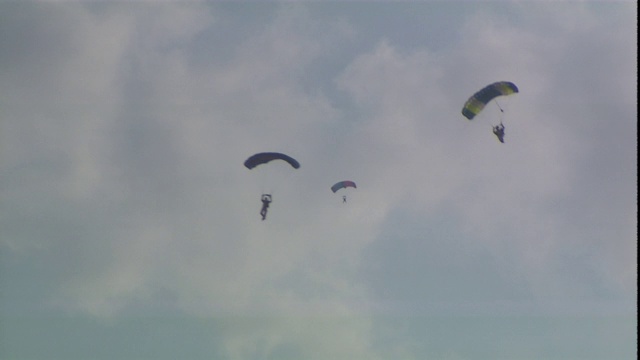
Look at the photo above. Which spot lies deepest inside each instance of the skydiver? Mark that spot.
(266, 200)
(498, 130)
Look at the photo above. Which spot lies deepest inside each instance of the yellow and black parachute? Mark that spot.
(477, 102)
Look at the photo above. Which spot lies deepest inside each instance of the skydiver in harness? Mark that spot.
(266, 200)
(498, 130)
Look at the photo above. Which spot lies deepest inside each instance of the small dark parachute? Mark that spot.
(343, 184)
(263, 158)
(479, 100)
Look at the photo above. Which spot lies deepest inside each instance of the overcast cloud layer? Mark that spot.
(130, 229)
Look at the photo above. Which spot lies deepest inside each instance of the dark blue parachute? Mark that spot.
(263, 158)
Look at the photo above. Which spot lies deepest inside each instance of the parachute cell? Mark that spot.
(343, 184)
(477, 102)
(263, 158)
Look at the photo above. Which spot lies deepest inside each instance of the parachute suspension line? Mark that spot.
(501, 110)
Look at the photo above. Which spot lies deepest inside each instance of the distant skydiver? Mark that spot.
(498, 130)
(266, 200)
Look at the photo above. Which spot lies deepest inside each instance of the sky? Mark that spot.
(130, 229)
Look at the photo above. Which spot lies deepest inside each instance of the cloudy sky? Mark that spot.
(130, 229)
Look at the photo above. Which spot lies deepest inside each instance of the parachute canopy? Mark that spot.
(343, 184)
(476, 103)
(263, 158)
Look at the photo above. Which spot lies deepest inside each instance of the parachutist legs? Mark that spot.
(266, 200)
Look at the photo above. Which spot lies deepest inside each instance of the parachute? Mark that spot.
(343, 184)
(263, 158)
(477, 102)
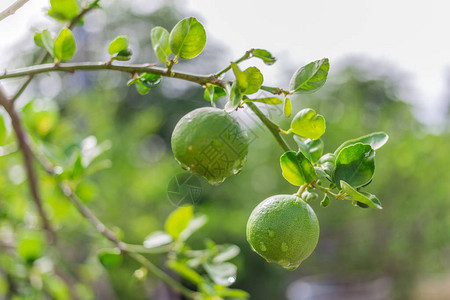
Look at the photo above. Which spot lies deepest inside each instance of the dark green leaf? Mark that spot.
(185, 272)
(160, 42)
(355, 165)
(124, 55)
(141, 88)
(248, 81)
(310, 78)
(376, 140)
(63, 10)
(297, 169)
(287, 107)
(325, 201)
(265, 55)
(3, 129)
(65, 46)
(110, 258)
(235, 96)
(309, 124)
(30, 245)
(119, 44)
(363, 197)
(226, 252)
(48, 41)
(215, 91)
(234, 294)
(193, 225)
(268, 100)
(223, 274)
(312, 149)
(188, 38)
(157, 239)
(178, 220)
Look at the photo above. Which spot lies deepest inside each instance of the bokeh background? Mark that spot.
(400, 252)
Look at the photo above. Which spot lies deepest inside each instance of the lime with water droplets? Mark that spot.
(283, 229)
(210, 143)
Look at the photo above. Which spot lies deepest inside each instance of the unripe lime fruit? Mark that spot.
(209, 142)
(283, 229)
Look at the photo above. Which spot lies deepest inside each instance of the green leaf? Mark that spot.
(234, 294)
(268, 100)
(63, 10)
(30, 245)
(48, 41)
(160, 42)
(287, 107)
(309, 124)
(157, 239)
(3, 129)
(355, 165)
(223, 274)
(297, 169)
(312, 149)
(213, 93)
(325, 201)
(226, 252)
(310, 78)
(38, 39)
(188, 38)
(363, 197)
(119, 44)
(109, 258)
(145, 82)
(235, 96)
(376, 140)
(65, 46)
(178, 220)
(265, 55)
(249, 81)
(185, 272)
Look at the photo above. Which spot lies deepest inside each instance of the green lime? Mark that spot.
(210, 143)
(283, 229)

==

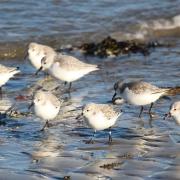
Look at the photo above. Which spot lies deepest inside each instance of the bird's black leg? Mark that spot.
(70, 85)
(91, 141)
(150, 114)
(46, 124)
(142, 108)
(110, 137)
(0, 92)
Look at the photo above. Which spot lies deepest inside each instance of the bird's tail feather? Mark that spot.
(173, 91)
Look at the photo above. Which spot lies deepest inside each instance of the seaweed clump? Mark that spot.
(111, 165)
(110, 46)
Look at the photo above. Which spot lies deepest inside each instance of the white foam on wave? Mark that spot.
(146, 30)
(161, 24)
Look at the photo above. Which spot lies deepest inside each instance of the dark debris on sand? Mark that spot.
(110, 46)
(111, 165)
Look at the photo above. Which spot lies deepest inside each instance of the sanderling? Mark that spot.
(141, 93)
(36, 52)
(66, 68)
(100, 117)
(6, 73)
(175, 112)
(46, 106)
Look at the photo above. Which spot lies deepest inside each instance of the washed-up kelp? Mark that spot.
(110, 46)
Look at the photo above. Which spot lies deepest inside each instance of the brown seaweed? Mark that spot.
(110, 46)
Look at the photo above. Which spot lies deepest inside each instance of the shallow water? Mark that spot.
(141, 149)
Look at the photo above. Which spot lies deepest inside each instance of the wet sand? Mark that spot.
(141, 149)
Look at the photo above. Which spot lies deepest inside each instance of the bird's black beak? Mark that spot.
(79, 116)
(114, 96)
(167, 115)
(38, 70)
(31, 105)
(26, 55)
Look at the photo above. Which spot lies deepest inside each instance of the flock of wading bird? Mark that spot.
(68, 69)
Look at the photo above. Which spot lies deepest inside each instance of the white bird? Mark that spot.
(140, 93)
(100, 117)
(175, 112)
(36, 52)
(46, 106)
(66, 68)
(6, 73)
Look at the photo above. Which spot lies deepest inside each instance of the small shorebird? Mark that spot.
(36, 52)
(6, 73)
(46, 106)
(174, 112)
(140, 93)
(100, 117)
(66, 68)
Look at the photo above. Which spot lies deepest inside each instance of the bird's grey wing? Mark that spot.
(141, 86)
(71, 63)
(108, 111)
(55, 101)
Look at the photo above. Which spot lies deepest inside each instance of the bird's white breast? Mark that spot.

*AIM OF THE EXERCISE:* Update the listing lines starting at the line containing "beak? Mark that spot." and ending at the line containing "breast? Mark that spot." by replacing "instance" with "occurrence" and leaving everything else the same. Return only those lines.

*THE OUTPUT:*
Look at the photo above. Which spot lies deepest inside each occurrence of the bird's black beak? Mark that spot.
(79, 116)
(114, 96)
(167, 115)
(38, 70)
(31, 105)
(26, 55)
Look at the photo above. Which spot lies deepest inside each occurrence of the flock of wading bird? Mark that spot.
(68, 69)
Look at the photo above. Which spot lies deepest inside each occurrence of the white bird? Mark that spot.
(140, 93)
(100, 117)
(175, 112)
(36, 52)
(46, 106)
(66, 68)
(6, 73)
Look at the photo above. Which spot lies deepest inside each occurrence of the small shorebird? Mark that spot.
(36, 52)
(6, 73)
(46, 106)
(174, 112)
(140, 93)
(100, 117)
(66, 68)
Look at the photo above. Which spot lies deepest inside each occurrence of the bird's grey wing? Mark that spot.
(141, 86)
(71, 63)
(108, 111)
(55, 101)
Look at the photo above. Which spot lies deepest inside each occurrence of the bird's white breast? Mark that spot.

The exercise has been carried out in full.